PROVIDED DATA
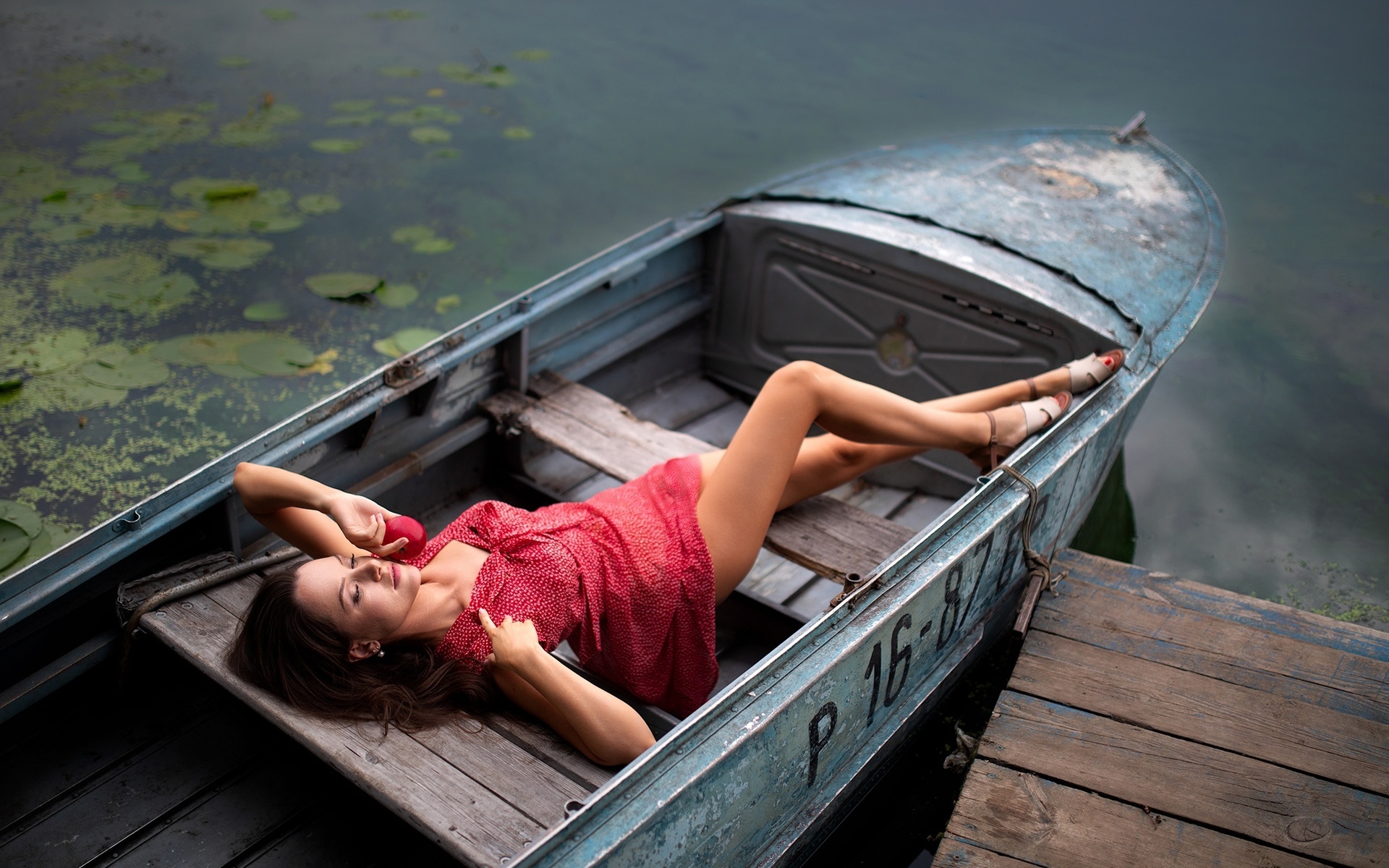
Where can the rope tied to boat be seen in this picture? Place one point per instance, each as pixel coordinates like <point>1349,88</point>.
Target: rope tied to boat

==

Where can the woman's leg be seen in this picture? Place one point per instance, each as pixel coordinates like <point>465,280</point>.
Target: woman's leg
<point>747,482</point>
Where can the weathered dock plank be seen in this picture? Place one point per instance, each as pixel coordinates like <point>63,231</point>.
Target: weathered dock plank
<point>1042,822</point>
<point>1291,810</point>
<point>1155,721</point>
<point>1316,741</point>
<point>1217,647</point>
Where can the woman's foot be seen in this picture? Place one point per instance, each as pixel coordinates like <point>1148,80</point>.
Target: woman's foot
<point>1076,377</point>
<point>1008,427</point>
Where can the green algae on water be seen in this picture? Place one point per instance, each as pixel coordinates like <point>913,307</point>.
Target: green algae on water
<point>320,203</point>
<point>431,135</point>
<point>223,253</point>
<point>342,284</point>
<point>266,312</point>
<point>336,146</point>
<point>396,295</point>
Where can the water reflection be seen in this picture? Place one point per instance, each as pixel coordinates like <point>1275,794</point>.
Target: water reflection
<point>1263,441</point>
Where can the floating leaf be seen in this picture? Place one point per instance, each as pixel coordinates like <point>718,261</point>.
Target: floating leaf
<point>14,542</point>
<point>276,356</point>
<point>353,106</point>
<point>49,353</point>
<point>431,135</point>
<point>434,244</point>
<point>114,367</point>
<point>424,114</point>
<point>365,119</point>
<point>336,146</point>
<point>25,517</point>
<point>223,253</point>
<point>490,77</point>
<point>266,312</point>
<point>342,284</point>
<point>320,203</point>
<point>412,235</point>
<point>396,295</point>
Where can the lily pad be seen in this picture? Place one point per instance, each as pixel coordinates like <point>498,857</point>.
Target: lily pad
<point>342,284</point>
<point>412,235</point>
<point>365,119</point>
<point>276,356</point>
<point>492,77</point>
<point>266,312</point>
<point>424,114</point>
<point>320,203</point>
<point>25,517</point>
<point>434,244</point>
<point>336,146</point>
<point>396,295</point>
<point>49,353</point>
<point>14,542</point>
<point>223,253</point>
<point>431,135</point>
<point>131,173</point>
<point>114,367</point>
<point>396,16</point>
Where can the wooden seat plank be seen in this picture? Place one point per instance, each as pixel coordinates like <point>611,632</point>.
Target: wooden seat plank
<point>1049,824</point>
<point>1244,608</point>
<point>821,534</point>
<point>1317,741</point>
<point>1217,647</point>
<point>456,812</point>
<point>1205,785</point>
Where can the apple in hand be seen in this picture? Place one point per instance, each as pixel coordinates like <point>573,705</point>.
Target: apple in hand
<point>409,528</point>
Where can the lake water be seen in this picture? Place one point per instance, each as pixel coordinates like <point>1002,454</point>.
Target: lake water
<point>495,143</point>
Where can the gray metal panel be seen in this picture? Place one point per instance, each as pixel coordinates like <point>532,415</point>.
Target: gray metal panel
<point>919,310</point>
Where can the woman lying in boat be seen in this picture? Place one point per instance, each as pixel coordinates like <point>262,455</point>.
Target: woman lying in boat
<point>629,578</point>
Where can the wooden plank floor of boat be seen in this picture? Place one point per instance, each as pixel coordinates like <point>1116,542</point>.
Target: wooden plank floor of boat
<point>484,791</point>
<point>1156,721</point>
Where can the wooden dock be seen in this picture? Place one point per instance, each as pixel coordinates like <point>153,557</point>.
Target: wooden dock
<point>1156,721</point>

SHORT PROBLEM
Collect every line in the items above that contains the word "apple".

EXERCISE RESULT
Where can the apple in hand be seen in this picture? Place one point per instance, each as pixel coordinates like <point>573,705</point>.
Target: apple in hand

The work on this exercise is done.